REQUIRED WORK: Gather every line of the material below that holds the word "altar", with case counting.

Location labeling records
━━━━

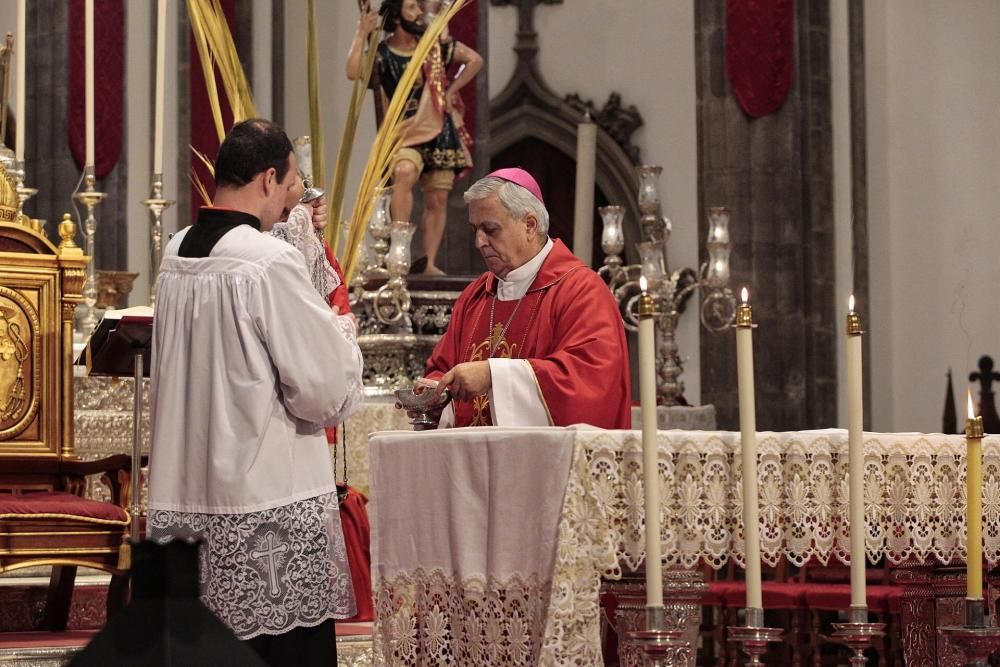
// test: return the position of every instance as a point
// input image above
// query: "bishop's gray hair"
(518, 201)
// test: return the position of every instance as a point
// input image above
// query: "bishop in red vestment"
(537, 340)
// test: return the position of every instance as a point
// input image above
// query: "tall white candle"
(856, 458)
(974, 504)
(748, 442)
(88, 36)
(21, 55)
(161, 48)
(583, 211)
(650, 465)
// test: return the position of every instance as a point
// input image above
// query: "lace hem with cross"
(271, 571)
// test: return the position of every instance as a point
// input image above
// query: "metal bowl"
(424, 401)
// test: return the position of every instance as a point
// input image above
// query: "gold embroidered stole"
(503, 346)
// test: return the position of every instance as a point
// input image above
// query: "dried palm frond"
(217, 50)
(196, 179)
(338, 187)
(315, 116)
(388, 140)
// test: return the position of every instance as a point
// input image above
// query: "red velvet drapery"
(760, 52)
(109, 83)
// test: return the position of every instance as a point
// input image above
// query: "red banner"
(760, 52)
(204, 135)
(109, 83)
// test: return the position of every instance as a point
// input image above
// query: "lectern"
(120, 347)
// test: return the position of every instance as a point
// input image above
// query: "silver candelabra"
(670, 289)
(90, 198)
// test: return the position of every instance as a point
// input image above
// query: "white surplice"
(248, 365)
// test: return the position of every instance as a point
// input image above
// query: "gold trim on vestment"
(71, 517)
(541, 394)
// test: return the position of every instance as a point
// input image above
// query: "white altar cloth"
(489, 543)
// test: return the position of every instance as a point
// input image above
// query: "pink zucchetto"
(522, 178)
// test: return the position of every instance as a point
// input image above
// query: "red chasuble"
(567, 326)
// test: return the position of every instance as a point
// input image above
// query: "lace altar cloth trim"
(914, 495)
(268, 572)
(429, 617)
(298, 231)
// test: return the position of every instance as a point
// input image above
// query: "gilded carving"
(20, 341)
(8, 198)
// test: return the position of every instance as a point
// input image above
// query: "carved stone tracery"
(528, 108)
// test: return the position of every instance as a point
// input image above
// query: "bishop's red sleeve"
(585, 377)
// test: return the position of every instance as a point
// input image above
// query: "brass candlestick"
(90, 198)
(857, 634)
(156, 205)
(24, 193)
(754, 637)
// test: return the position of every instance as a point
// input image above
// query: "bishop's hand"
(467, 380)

━━━━

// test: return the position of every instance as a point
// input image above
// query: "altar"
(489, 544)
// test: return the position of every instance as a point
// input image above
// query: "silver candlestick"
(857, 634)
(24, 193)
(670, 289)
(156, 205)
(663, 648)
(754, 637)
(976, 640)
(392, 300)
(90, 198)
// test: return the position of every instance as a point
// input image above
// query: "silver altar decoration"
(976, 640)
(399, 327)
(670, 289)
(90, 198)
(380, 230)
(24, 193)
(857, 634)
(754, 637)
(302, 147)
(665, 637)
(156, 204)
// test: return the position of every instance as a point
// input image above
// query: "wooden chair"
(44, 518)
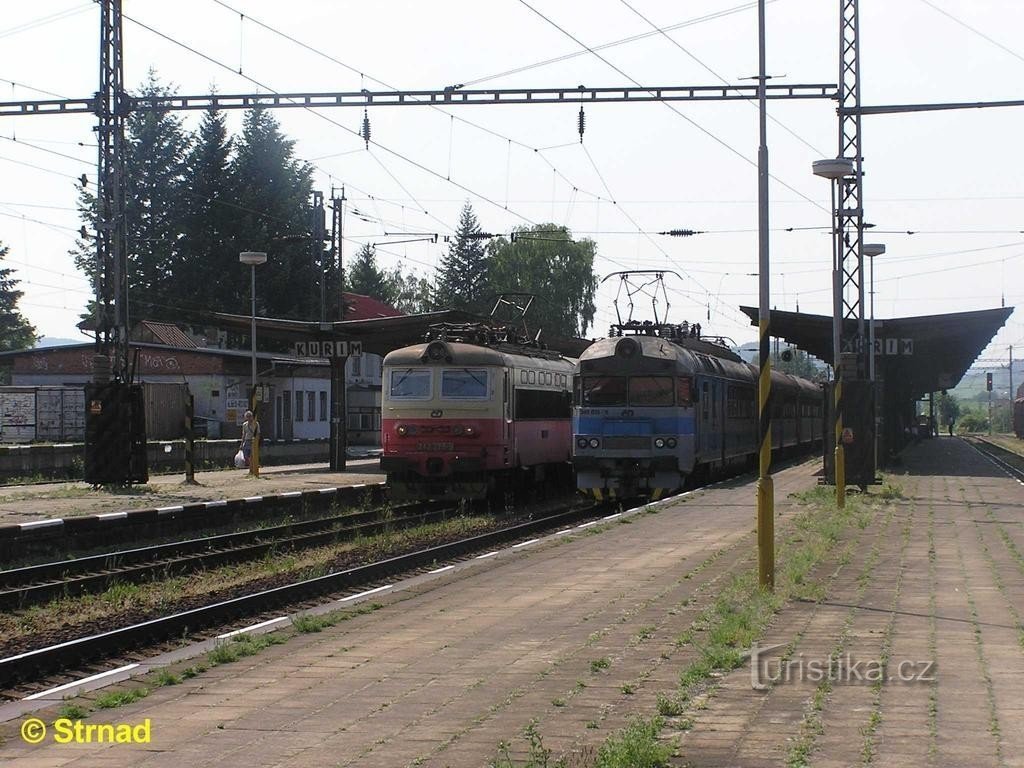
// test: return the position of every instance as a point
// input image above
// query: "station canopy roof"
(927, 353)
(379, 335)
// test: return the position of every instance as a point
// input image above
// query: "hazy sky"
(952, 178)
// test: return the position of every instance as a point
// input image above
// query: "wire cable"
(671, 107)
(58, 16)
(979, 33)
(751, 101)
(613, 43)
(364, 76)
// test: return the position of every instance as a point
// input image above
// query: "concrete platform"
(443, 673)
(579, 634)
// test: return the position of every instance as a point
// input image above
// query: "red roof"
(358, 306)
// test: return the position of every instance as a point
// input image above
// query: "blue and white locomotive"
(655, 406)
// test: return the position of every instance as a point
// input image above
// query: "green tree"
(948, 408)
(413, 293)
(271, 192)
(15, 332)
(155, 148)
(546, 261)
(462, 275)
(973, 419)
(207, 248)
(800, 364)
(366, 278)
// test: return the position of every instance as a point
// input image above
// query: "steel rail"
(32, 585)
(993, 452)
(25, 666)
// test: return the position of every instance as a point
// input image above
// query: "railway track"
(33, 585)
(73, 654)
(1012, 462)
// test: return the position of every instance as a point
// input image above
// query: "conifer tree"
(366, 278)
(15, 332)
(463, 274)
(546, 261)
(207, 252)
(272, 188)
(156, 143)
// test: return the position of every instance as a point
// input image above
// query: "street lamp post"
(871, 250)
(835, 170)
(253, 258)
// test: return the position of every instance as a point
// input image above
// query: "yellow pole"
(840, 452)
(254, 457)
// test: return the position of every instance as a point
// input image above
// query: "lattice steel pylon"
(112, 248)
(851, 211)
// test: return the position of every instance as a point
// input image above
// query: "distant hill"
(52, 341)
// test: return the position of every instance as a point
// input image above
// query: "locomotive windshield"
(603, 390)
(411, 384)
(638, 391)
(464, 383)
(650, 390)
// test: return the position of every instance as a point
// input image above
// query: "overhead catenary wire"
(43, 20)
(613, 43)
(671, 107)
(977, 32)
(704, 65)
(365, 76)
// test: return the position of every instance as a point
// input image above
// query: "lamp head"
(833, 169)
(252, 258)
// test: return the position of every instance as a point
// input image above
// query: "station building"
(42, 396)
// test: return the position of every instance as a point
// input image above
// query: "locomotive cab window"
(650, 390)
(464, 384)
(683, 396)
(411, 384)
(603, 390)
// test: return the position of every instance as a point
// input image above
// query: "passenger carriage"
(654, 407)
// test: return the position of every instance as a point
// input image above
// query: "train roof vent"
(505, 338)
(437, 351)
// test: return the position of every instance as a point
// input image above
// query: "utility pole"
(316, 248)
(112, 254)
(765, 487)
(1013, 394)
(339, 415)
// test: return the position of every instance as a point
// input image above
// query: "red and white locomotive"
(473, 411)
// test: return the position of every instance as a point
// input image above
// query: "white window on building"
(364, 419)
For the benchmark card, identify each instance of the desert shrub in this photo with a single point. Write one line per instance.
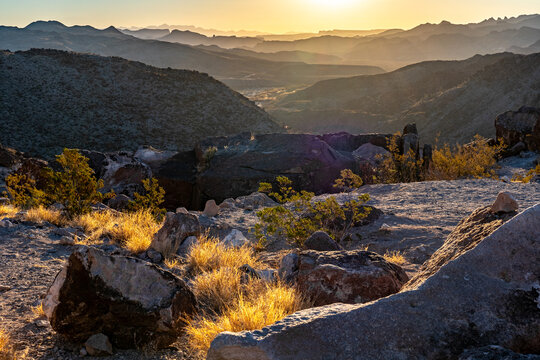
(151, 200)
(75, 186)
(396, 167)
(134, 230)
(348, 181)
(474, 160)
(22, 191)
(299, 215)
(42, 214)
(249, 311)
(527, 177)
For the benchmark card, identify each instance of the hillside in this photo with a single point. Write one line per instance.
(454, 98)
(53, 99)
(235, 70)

━━━━

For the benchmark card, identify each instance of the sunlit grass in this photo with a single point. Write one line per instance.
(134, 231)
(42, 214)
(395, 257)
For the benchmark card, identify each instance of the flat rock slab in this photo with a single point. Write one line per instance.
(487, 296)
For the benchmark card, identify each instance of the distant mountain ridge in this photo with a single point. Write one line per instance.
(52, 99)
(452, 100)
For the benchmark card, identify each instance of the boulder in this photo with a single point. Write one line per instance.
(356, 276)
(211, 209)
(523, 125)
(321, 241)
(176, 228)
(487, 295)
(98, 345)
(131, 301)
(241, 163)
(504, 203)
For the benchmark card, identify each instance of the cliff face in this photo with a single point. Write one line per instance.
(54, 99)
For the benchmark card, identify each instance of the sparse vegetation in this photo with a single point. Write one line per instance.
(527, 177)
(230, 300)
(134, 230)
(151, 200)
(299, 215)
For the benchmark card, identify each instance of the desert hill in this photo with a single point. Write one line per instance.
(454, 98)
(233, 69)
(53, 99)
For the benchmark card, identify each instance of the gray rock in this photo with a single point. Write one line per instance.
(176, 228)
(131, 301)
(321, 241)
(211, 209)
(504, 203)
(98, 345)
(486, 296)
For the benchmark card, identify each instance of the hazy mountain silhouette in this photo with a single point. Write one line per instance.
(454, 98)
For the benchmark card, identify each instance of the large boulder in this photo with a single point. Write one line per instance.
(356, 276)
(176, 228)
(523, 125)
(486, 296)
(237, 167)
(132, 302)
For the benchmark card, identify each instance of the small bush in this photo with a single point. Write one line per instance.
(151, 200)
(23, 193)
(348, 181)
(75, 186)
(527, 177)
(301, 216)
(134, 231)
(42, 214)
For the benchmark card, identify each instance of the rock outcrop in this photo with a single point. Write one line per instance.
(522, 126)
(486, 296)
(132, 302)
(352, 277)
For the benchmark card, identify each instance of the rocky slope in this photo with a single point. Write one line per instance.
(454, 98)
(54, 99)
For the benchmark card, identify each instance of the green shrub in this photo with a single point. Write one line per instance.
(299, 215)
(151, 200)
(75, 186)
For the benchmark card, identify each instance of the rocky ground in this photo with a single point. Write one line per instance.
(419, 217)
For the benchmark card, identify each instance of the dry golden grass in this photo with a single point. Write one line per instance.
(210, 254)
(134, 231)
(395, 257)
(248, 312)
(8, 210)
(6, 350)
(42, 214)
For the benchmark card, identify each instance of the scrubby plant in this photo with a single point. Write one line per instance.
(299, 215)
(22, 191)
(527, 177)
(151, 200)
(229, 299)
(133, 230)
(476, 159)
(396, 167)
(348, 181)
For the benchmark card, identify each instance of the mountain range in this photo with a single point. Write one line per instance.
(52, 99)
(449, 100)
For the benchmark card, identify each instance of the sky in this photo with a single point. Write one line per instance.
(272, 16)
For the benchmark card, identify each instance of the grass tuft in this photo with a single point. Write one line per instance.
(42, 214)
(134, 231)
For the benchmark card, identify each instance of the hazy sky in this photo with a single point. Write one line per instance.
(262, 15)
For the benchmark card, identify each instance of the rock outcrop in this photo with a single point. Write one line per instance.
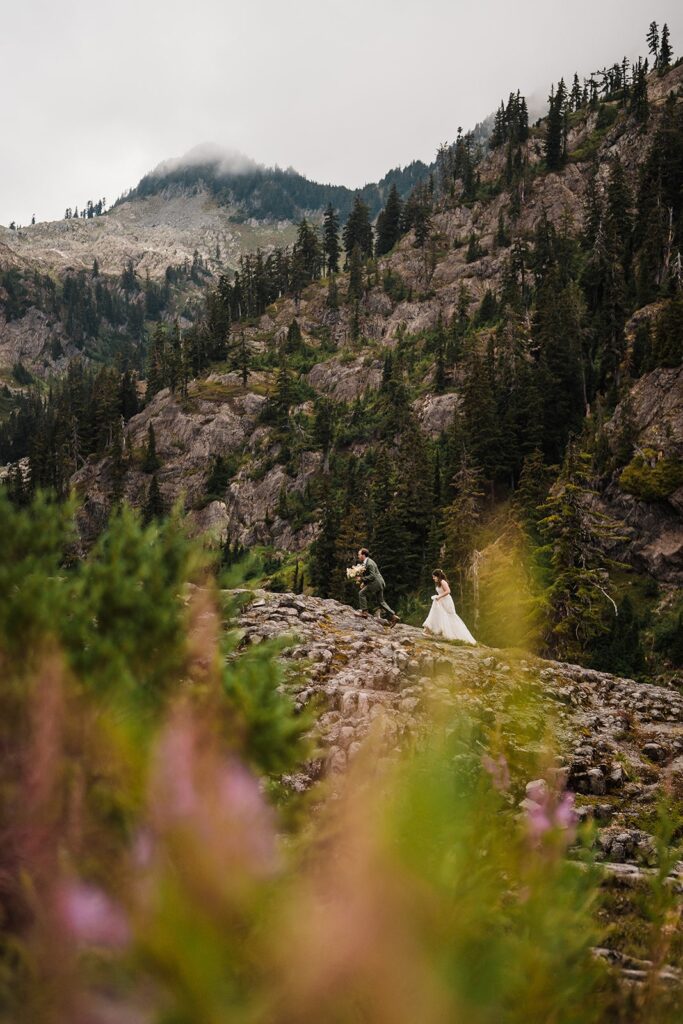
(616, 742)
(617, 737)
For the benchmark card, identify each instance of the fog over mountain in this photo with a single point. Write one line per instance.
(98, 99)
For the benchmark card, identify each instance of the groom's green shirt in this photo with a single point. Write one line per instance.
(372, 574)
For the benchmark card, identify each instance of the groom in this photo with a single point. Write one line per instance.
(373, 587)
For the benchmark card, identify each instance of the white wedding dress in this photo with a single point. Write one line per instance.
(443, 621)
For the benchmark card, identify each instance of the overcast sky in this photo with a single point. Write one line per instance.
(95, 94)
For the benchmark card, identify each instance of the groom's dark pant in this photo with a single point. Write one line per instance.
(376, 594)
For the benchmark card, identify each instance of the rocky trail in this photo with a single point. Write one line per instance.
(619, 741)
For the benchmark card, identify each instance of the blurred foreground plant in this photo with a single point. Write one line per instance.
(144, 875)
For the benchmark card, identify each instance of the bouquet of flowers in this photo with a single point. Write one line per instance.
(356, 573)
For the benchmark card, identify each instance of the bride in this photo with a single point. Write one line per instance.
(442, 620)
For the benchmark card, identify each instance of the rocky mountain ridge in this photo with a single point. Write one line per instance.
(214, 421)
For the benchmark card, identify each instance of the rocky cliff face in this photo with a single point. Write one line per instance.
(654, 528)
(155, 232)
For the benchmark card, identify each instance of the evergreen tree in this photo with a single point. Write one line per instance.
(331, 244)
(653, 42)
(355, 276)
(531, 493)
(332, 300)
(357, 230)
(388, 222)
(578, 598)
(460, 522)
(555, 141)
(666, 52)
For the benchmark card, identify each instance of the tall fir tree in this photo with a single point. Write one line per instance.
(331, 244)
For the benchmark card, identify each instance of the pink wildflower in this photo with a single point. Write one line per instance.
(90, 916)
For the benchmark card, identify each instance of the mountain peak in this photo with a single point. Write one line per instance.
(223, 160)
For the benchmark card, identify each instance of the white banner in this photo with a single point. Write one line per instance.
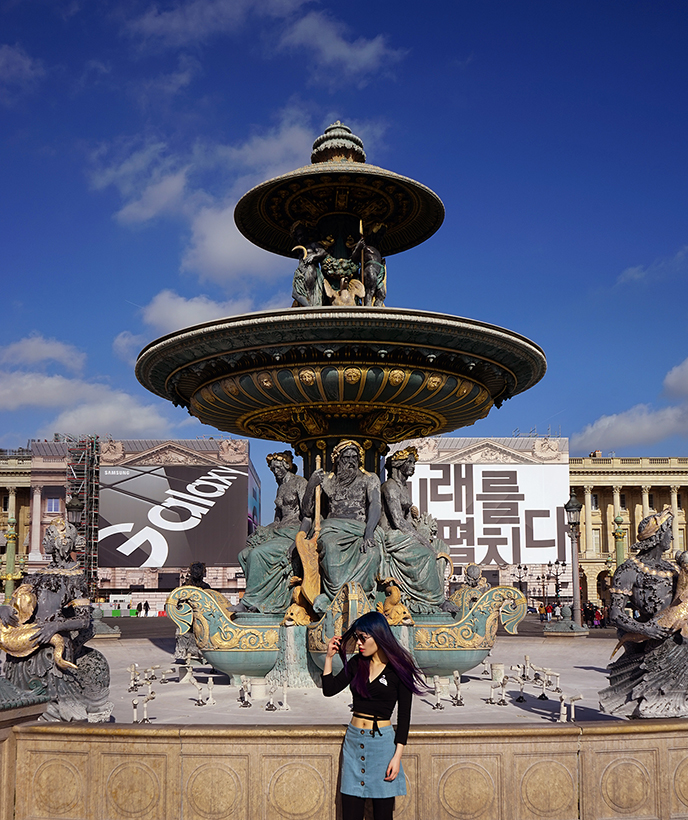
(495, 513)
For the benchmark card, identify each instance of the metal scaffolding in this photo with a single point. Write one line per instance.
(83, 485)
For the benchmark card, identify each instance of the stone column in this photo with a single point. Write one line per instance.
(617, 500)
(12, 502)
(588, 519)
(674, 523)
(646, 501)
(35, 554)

━━━━

SOLUTION BELOW:
// query: "white altar cloth"
// query: "lace altar cloth trim"
// query: "altar"
// query: "silver altar decoration"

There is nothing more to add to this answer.